## [Action item]
Report every line of the records below that contains the word "information".

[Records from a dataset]
#####

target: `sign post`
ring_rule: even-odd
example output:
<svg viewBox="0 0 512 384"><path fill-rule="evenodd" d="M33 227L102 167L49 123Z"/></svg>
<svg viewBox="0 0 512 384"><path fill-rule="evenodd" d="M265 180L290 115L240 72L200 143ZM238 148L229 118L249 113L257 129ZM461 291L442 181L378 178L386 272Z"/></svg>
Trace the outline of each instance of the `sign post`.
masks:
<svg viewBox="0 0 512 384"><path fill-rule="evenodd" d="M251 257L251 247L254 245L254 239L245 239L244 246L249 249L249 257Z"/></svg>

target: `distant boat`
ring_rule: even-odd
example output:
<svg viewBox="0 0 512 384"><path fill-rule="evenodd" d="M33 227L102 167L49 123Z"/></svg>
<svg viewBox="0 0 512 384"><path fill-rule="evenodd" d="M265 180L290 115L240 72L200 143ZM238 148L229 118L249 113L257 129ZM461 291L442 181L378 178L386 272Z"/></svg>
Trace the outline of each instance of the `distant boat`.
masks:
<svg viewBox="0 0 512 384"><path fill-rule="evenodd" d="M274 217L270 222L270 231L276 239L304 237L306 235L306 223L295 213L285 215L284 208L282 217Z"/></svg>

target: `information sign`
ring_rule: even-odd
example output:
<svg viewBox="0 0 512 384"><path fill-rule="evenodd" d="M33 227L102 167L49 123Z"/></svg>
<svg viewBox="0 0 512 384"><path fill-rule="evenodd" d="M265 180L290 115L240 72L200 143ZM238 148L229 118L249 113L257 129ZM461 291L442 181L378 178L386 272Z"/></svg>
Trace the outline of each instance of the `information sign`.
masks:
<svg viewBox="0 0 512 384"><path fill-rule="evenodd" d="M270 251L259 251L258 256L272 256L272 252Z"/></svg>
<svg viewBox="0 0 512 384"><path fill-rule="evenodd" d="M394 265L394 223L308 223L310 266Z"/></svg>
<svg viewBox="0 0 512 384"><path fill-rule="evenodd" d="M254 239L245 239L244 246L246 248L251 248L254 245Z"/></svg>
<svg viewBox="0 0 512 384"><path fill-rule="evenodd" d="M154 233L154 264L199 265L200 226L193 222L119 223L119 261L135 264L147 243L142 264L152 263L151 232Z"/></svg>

#####

## [Finished exercise]
target: `information sign`
Trace the outline of each instance of the `information sign`.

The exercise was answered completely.